What the exercise asks: Collect every line in the items below that contains the word "hand".
------------------------------------------------
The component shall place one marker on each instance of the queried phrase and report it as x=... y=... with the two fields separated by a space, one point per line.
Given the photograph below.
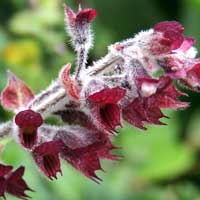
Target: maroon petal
x=46 y=156
x=15 y=184
x=71 y=16
x=28 y=122
x=5 y=169
x=108 y=96
x=16 y=94
x=110 y=116
x=83 y=149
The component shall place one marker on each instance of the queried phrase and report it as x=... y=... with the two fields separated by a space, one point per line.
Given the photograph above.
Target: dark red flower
x=4 y=171
x=46 y=156
x=28 y=122
x=16 y=94
x=147 y=109
x=106 y=109
x=83 y=149
x=168 y=36
x=16 y=185
x=192 y=79
x=83 y=16
x=70 y=85
x=12 y=182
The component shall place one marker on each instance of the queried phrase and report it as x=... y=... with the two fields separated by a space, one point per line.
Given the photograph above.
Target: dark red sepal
x=28 y=122
x=46 y=156
x=15 y=184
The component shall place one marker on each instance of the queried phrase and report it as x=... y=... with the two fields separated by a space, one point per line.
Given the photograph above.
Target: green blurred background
x=162 y=163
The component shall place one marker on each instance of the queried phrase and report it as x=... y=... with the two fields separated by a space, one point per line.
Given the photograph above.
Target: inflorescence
x=94 y=100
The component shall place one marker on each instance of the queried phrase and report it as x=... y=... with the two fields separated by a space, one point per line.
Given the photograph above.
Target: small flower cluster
x=95 y=100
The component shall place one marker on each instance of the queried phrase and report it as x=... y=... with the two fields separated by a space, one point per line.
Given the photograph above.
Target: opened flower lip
x=28 y=122
x=4 y=171
x=82 y=16
x=16 y=185
x=46 y=156
x=84 y=148
x=154 y=95
x=106 y=108
x=12 y=182
x=16 y=94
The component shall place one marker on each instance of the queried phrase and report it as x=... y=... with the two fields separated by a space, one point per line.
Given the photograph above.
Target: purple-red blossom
x=70 y=85
x=81 y=17
x=147 y=107
x=46 y=156
x=28 y=122
x=12 y=182
x=168 y=37
x=16 y=94
x=106 y=109
x=83 y=149
x=93 y=100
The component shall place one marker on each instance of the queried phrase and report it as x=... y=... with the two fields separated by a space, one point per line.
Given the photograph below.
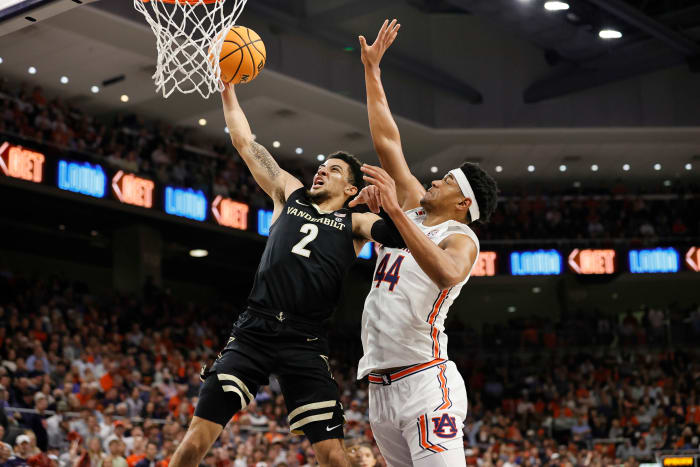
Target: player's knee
x=334 y=457
x=189 y=453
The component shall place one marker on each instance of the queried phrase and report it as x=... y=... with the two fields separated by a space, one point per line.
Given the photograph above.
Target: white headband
x=467 y=191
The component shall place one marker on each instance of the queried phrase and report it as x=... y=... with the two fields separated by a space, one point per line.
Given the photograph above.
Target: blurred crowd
x=91 y=380
x=173 y=155
x=157 y=150
x=604 y=218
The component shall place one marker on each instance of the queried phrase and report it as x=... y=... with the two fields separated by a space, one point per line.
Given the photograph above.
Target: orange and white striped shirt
x=404 y=314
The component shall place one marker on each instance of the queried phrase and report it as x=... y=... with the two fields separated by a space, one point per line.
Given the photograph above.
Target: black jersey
x=305 y=261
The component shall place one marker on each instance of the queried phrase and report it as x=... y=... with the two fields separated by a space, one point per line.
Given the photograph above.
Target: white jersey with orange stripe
x=404 y=314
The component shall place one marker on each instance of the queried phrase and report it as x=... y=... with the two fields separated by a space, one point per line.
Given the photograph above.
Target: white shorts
x=419 y=412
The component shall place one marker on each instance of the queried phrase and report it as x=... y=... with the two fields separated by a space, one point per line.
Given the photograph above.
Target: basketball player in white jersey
x=418 y=400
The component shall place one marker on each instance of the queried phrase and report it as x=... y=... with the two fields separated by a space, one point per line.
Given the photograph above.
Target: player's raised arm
x=277 y=183
x=385 y=133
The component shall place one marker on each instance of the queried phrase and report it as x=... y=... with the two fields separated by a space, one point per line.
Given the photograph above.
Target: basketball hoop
x=189 y=35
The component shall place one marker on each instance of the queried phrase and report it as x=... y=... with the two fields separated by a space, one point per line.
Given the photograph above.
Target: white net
x=189 y=34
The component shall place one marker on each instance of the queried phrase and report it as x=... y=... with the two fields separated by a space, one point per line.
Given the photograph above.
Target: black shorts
x=261 y=346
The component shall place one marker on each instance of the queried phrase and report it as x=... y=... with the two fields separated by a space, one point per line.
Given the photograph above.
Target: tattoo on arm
x=263 y=157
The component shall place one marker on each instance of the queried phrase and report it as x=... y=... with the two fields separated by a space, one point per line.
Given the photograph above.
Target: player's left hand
x=372 y=54
x=369 y=196
x=387 y=187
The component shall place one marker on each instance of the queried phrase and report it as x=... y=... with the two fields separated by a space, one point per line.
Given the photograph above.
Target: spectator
x=149 y=459
x=22 y=452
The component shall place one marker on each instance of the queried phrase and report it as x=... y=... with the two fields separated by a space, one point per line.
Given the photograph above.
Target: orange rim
x=189 y=2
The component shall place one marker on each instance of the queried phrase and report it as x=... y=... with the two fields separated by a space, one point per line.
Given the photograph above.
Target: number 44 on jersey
x=392 y=275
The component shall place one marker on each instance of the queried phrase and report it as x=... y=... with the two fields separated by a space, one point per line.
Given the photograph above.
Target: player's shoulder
x=459 y=228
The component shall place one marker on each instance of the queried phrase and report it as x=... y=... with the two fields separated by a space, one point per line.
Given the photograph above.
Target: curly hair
x=356 y=174
x=485 y=190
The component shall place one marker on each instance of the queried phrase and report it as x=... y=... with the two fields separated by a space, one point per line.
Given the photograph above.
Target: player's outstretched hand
x=228 y=97
x=385 y=184
x=372 y=54
x=369 y=196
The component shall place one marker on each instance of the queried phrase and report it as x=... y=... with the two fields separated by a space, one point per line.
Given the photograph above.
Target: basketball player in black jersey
x=314 y=239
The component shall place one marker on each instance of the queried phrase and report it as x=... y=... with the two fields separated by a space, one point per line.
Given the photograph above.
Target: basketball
x=242 y=55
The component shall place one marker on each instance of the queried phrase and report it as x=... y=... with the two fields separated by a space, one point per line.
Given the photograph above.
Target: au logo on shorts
x=445 y=426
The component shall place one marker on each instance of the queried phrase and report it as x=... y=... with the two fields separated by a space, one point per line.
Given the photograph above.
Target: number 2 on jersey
x=311 y=231
x=391 y=276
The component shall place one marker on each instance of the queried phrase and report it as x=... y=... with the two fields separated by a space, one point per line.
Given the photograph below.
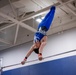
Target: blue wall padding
x=64 y=66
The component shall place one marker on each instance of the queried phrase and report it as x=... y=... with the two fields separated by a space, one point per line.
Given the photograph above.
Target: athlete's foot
x=23 y=62
x=40 y=56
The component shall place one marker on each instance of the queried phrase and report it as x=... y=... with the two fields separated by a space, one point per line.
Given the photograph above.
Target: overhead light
x=39 y=20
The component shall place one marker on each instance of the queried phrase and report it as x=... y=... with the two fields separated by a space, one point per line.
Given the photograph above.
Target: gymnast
x=40 y=37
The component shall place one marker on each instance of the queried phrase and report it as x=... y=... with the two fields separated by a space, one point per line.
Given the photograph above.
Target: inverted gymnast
x=40 y=37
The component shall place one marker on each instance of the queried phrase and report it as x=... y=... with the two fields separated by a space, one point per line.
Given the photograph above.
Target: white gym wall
x=57 y=43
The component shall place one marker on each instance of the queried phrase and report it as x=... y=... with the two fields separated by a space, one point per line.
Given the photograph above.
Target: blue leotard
x=46 y=22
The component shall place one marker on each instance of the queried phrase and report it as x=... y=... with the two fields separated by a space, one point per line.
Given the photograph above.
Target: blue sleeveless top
x=38 y=36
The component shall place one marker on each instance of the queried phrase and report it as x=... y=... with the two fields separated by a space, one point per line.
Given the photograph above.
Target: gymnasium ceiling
x=18 y=19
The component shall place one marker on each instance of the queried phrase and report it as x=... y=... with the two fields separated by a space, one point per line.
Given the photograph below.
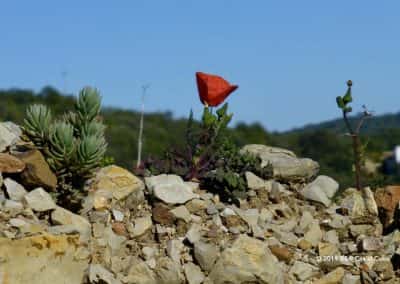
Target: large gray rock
x=170 y=189
x=248 y=260
x=9 y=135
x=321 y=190
x=286 y=166
x=39 y=200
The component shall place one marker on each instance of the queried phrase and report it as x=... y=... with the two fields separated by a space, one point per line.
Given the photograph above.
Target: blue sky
x=289 y=58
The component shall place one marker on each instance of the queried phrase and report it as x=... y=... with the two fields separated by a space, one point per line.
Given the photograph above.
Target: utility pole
x=140 y=138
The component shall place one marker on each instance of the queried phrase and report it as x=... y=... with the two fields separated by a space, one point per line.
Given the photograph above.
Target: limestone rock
x=303 y=271
x=170 y=189
x=248 y=260
x=61 y=216
x=119 y=182
x=98 y=274
x=387 y=200
x=360 y=205
x=181 y=213
x=193 y=273
x=39 y=200
x=37 y=172
x=205 y=254
x=321 y=190
x=333 y=277
x=142 y=225
x=286 y=166
x=10 y=164
x=168 y=271
x=32 y=260
x=14 y=190
x=140 y=273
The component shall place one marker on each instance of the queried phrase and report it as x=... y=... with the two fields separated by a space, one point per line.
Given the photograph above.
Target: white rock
x=118 y=215
x=39 y=200
x=170 y=188
x=193 y=273
x=14 y=190
x=303 y=271
x=98 y=274
x=142 y=225
x=174 y=249
x=61 y=216
x=181 y=213
x=321 y=190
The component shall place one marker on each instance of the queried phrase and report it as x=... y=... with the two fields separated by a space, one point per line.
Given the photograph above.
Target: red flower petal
x=213 y=90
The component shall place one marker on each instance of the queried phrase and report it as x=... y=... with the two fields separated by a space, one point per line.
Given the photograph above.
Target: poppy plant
x=213 y=90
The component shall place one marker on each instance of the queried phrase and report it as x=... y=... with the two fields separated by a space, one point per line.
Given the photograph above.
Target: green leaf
x=347 y=97
x=340 y=102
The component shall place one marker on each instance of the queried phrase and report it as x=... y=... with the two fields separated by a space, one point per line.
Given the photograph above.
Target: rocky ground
x=289 y=229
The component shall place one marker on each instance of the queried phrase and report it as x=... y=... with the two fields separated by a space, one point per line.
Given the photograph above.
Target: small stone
x=314 y=234
x=254 y=182
x=321 y=190
x=118 y=215
x=102 y=199
x=119 y=182
x=304 y=244
x=13 y=207
x=193 y=235
x=351 y=279
x=205 y=254
x=98 y=274
x=327 y=249
x=37 y=172
x=17 y=223
x=174 y=249
x=211 y=209
x=14 y=190
x=142 y=225
x=370 y=244
x=181 y=213
x=119 y=228
x=333 y=277
x=193 y=273
x=303 y=271
x=148 y=253
x=10 y=164
x=39 y=200
x=196 y=206
x=61 y=216
x=282 y=253
x=162 y=215
x=170 y=189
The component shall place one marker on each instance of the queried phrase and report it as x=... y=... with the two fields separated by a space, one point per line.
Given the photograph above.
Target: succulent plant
x=62 y=145
x=74 y=145
x=37 y=124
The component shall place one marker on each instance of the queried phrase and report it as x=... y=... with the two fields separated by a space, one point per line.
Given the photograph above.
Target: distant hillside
x=322 y=142
x=373 y=125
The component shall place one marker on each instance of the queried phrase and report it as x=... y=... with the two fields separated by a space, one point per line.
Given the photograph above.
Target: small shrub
x=353 y=132
x=74 y=145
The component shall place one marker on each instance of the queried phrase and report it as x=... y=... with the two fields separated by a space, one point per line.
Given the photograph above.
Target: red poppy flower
x=213 y=89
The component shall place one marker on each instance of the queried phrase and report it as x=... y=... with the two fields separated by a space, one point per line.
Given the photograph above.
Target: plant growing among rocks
x=354 y=132
x=209 y=156
x=73 y=145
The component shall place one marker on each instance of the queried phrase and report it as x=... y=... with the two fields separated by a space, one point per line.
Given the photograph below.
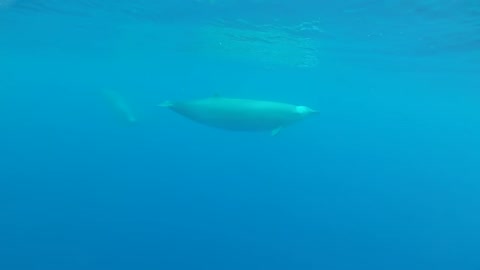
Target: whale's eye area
x=302 y=110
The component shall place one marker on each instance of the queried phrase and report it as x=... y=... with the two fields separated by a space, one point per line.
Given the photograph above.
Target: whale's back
x=238 y=114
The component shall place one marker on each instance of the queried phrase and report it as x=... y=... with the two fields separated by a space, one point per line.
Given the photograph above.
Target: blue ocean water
x=386 y=176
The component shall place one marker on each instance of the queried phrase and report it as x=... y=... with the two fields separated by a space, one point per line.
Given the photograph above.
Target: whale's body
x=240 y=114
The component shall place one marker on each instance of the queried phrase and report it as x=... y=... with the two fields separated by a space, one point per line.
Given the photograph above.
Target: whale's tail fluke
x=165 y=104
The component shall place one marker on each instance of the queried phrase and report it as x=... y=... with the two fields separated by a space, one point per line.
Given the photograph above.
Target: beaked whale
x=240 y=114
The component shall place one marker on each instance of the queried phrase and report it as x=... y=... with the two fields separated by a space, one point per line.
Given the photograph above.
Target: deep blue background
x=386 y=177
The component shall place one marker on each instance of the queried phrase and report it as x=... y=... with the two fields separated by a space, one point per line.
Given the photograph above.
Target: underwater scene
x=240 y=134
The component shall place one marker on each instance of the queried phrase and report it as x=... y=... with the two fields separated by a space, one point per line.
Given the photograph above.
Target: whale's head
x=304 y=111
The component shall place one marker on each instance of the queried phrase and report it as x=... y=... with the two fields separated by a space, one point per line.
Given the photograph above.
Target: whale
x=237 y=114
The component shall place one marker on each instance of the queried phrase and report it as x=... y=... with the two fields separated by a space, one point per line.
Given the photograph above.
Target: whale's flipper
x=120 y=105
x=276 y=131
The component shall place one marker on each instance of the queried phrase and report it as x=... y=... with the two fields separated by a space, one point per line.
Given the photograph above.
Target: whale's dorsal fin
x=275 y=131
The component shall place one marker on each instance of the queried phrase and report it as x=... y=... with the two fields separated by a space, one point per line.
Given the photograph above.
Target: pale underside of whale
x=240 y=114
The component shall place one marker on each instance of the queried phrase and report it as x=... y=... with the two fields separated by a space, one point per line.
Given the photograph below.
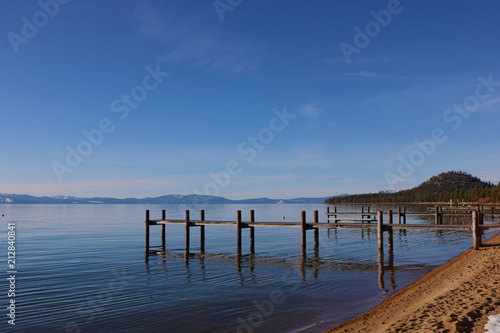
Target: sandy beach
x=456 y=297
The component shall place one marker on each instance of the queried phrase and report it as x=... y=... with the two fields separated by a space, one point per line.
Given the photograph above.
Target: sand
x=456 y=297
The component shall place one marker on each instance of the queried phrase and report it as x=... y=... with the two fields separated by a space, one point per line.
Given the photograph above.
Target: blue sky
x=246 y=98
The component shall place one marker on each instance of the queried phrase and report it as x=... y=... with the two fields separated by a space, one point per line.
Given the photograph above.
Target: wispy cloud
x=389 y=76
x=367 y=60
x=192 y=42
x=311 y=110
x=491 y=104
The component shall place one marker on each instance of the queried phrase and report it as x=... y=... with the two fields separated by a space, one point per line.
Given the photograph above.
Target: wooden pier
x=477 y=226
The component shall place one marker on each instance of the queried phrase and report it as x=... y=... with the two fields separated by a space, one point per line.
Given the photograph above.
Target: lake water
x=84 y=268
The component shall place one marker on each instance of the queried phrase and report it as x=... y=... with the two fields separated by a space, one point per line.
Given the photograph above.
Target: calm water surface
x=84 y=268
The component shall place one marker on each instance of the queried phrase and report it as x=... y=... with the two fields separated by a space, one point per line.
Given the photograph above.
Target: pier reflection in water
x=313 y=261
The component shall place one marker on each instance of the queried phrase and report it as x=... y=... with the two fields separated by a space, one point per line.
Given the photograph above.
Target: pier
x=340 y=219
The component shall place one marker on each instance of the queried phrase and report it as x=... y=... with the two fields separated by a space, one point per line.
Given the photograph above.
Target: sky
x=245 y=99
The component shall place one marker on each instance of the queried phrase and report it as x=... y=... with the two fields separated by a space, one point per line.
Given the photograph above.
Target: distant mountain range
x=165 y=199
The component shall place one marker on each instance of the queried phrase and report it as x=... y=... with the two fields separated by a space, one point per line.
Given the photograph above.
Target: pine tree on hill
------------------------------------------------
Answer for this exercise:
Target: player's left hand
Target: player's outstretched hand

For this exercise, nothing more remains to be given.